**To do**:
Your answer should hold the data exactly as given, minus any picture.

**Listed entries**:
☆ ☆ ☆ ☆

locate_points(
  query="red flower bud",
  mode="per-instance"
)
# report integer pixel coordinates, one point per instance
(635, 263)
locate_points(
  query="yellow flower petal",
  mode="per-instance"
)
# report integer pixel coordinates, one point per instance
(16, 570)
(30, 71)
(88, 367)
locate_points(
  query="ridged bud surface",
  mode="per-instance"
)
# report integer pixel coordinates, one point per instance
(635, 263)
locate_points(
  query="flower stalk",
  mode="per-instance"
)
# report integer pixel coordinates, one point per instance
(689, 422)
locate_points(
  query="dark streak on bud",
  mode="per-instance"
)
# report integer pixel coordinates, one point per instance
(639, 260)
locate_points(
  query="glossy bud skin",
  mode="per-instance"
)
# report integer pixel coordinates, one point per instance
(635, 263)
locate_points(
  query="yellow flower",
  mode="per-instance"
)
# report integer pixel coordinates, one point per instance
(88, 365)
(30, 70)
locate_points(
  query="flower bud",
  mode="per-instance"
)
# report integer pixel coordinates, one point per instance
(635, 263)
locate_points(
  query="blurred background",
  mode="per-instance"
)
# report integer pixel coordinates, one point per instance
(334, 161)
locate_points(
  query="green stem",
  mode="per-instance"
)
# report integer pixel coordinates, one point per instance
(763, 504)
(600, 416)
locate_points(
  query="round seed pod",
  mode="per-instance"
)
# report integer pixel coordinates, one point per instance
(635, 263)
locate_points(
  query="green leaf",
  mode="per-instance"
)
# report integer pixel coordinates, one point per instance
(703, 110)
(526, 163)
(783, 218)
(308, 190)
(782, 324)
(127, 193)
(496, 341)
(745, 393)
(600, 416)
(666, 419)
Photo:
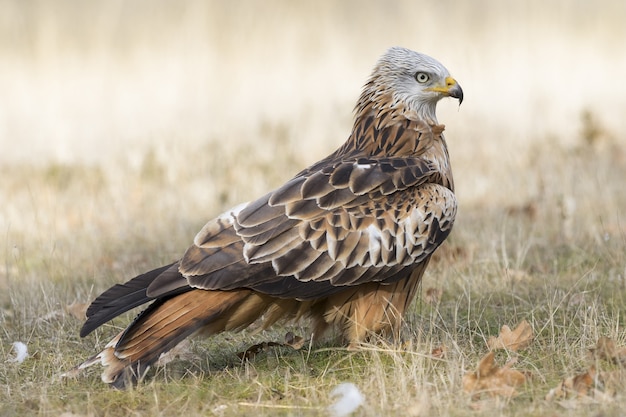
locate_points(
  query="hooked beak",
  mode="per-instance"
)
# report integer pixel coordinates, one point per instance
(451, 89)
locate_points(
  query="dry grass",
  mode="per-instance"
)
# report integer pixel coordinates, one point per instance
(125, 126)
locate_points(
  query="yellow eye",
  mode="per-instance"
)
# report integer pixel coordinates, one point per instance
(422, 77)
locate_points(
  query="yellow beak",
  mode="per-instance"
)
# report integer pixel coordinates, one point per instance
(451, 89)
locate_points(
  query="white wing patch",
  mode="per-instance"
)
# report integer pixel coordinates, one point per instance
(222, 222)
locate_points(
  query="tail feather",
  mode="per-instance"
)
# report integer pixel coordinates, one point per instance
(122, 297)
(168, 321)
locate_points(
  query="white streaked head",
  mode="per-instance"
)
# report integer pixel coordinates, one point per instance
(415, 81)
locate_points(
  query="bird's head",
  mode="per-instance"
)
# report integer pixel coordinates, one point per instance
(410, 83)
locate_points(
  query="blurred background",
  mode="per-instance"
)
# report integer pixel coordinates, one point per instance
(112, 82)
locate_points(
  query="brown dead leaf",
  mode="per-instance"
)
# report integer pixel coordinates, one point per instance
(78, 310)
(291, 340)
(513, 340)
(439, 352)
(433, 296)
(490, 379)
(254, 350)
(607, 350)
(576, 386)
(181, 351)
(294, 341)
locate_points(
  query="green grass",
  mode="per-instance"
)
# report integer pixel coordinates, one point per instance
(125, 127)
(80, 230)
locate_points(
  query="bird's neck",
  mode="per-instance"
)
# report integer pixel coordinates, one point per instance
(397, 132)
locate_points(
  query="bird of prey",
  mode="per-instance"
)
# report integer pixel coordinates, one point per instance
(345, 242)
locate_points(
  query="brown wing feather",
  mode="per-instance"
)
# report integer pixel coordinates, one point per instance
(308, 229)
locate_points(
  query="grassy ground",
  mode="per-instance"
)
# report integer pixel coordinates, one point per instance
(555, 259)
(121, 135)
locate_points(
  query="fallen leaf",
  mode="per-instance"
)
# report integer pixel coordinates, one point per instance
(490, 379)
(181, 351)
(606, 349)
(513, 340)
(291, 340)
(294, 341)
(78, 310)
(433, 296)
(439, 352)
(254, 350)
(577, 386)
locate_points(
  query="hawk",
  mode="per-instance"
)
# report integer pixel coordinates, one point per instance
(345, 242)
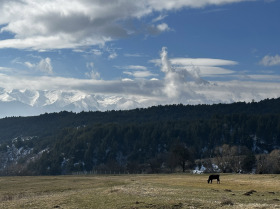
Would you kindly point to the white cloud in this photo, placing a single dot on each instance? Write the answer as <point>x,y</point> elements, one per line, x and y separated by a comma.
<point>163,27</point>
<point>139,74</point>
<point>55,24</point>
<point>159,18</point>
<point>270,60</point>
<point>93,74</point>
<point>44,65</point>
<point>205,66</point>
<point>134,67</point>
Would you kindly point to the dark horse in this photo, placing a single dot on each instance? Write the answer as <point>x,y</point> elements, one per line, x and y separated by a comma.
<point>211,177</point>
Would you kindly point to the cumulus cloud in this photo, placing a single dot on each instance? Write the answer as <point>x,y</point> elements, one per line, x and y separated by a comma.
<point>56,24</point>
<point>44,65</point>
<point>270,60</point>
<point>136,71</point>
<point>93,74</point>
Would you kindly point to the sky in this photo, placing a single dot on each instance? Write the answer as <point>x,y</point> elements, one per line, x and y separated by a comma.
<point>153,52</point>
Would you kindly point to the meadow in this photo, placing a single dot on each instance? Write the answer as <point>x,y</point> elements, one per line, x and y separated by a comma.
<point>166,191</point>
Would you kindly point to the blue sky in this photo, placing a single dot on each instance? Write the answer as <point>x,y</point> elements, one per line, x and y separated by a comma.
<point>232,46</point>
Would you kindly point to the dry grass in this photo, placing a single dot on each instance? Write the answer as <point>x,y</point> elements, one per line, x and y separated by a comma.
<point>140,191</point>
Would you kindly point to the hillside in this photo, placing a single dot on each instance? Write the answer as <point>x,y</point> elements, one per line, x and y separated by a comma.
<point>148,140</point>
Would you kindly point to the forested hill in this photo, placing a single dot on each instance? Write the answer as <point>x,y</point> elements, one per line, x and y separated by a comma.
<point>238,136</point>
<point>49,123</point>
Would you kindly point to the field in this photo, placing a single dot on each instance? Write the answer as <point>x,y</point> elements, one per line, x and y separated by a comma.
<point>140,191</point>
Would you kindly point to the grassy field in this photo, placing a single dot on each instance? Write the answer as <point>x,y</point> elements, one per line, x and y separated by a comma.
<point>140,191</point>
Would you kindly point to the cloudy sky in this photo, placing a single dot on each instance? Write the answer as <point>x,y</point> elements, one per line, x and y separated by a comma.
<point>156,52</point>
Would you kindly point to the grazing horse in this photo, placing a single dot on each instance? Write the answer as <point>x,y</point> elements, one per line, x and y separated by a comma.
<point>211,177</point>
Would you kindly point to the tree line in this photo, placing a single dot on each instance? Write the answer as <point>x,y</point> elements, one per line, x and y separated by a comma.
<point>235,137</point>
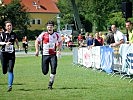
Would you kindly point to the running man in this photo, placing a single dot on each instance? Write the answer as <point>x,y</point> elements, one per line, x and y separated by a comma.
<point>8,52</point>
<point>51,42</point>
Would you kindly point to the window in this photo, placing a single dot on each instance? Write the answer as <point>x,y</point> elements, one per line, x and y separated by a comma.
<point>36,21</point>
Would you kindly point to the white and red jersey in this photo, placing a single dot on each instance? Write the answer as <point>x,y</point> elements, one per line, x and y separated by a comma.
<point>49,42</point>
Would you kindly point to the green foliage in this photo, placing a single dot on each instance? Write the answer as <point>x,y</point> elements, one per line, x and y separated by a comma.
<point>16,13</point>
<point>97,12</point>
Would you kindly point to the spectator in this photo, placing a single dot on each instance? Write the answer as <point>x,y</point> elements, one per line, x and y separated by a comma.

☆ ☆ ☆ ☆

**Answer box**:
locate_points(
  query="red flower bud",
  mode="per-instance"
)
# report integer pixel coordinates, one point per instance
(635, 263)
locate_points(
  query="yellow flower petal",
  mode="per-instance"
)
# report integer pixel coordinates, one point per instance
(16, 570)
(30, 71)
(88, 367)
locate_points(
  query="ridged bud surface",
  mode="per-instance"
)
# report integer pixel coordinates, one point per instance
(635, 263)
locate_points(
  query="flower stalk",
  mode="per-instance"
)
# report integer pixel coordinates, one point per instance
(689, 422)
locate_points(
  query="dark streak on bud",
  mode="per-instance"
)
# report integer pixel coordinates, one point per instance
(639, 260)
locate_points(
  query="glossy bud skin",
  mode="per-instance"
)
# report integer pixel coordinates, one point per instance
(635, 263)
locate_points(
  query="yellow flower",
  mode="per-instance"
)
# report integer pixel coordinates, one point per instance
(88, 365)
(30, 70)
locate_points(
  query="flower bud",
  mode="per-instance"
)
# report integer pixel coordinates, one point per instance
(635, 263)
locate_points(
  query="blurred background",
  mode="per-instance"
)
# report integer pixel coordinates, one point per instance
(334, 161)
locate_points(
  query="green stem",
  mode="per-instance"
)
# report integer pixel coordinates, one point per instance
(763, 504)
(600, 416)
locate_points(
  query="round seed pod",
  mode="per-instance"
)
# report integer pixel coordinates, one point per instance
(635, 263)
locate_points(
  query="green leaf",
  mode="per-instance"
)
# report integer pixel coordinates, one point per instance
(703, 110)
(526, 163)
(783, 218)
(308, 190)
(782, 324)
(127, 193)
(496, 341)
(745, 393)
(600, 416)
(666, 419)
Photo:
locate_points(
  query="hooked beak",
  mode="per-instance"
)
# report integer pixel coordinates, one point per instance
(451, 89)
locate_points(
  query="dry grass",
  mode="per-instance"
)
# report integer pixel coordinates, one point per instance
(125, 126)
locate_points(
  query="yellow eye",
  mode="per-instance"
)
# report integer pixel coordinates, one point per instance
(422, 77)
locate_points(
  query="yellow beak",
  mode="per-instance"
)
# report integer pixel coordinates, one point per instance
(451, 89)
locate_points(
  query="white wing patch",
  mode="per-instance"
)
# report integer pixel coordinates, one point per instance
(222, 222)
locate_points(
  query="tail feather",
  mode="per-instance"
)
# report integer pixel coordinates, one point per instance
(122, 297)
(168, 321)
locate_points(
  query="white streaked head",
  mode="per-instance"
)
# report integer pixel coordinates, one point per instance
(415, 81)
locate_points(
  query="bird's head",
  mode="per-instance"
)
# report integer pixel coordinates, one point per instance
(410, 83)
locate_points(
  query="blurred background",
  mode="per-instance"
)
# report integer pixel coordinates, one point per instance
(112, 82)
locate_points(
  query="brown dead leaf",
  mode="per-instance"
)
# report integer pixel coordinates, one point per instance
(78, 310)
(291, 340)
(513, 340)
(439, 352)
(433, 296)
(490, 379)
(254, 350)
(607, 350)
(576, 386)
(181, 351)
(294, 341)
locate_points(
  query="green grass",
  mode="per-instance"
)
# report integer pixel coordinates, one point per instance
(125, 127)
(80, 230)
locate_points(
  query="bird's neck",
  mode="per-instance"
)
# report integer pixel coordinates, one point per instance
(397, 132)
locate_points(
  query="bird of prey",
  mode="per-instance"
)
# report integer pixel coordinates, one point per instance
(345, 242)
locate_points(
  query="brown wing feather",
  mode="per-instance"
)
# report integer pixel coordinates, one point per instance
(308, 229)
locate_points(
  query="grassy ground",
  mode="per-instance"
)
# report integer pixel coordinates, one point per instance
(555, 259)
(121, 135)
locate_points(
  query="fallen leaf",
  mode="per-instance"
)
# report integer pixel coordinates, one point per instance
(490, 379)
(181, 351)
(606, 349)
(513, 340)
(291, 340)
(294, 341)
(78, 310)
(433, 296)
(439, 352)
(254, 350)
(577, 386)
locate_points(
  query="hawk",
  mode="per-instance"
)
# report integer pixel coordinates, one point per instance
(345, 242)
Would you kindly point to the white cloud in this photo, placing a single dot on each instance? Write the answer as <point>x,y</point> elements, one per line, x and y separated by a comma.
<point>163,27</point>
<point>139,74</point>
<point>55,24</point>
<point>159,18</point>
<point>270,60</point>
<point>93,74</point>
<point>44,65</point>
<point>205,66</point>
<point>134,67</point>
Would you kindly point to the dark horse in this photo, placing a single dot on each instance? Write the answer as <point>x,y</point> elements, one per line, x and y separated by a comma.
<point>211,177</point>
Would you kindly point to the cumulus cloud in this photo, placing a single dot on each instance? Write the answer as <point>x,y</point> elements, one per line, x and y separated by a comma.
<point>56,24</point>
<point>44,65</point>
<point>270,60</point>
<point>136,71</point>
<point>93,74</point>
Would you kindly point to the sky in this photo, placing a single dot on each instance? Write the answer as <point>x,y</point> elements, one per line, x and y separated by a comma.
<point>153,52</point>
Would you kindly point to the meadow in this photo, placing a single dot on each instance? Write the answer as <point>x,y</point> elements, one per line, x and y separated by a comma.
<point>166,191</point>
Would you kindly point to the blue sky in this photo, placing a single dot on each instance? Write the answer as <point>x,y</point> elements, one per line, x and y separated by a comma.
<point>232,46</point>
Would you kindly point to the dry grass in this photo, placing a single dot on each instance? Write the answer as <point>x,y</point> elements, one per line, x and y separated by a comma.
<point>140,191</point>
Would you kindly point to the hillside in this photo, placing a single dot on each instance? Write the answer as <point>x,y</point> elements, one per line, x and y separated by a comma.
<point>148,140</point>
Would you kindly point to the forested hill in this photo, placing a single dot on each instance? Write the answer as <point>x,y</point> elements, one per line, x and y separated by a comma.
<point>238,136</point>
<point>49,123</point>
Would you kindly point to the field in this photo, placing a single dot on each instance? Write the answer as <point>x,y</point> elements, one per line, x and y separated by a comma.
<point>140,191</point>
Would you kindly point to the grassy field in this photo, placing a single dot on each instance? Write the answer as <point>x,y</point> elements, one per line, x and y separated by a comma.
<point>140,191</point>
Would you kindly point to the cloudy sky in this photo, placing a single dot on each instance? Write the answer as <point>x,y</point> elements, one per line, x and y separated by a comma.
<point>156,52</point>
Would you kindly point to the grazing horse in this photo, placing a single dot on each instance? Write the answer as <point>x,y</point> elements, one per line, x and y separated by a comma.
<point>211,177</point>
Would you kindly point to the tree line in this photo, placing a single dot on each instance? Write the answer as <point>x,y</point> elements, one per line, x and y separated by a comma.
<point>235,137</point>
Would you kindly point to the running man in this photo, placing a single dot on each instance? Write the answer as <point>x,y</point> elements, one per line, x and y separated by a comma.
<point>8,52</point>
<point>51,42</point>
Would you kindly point to the window in this photo, placing a single dot on each instance? Write the answer as <point>x,y</point> elements, one per line, x and y separated by a comma.
<point>36,21</point>
Would you kindly point to the white and red jersey in this photo, placing a single dot on each instance? Write the answer as <point>x,y</point> elements, one per line, x and y separated by a comma.
<point>49,42</point>
Would you kindly point to the green foliage in this photo, placing a single dot on each instance? Write the answer as <point>x,y</point> elements, one per line, x and y separated by a comma.
<point>16,13</point>
<point>97,12</point>
Would you kindly point to the spectator in this photo, placing a single dot on each instance? Write the answer as <point>x,y</point> elements, one per line, x and y separated by a comma.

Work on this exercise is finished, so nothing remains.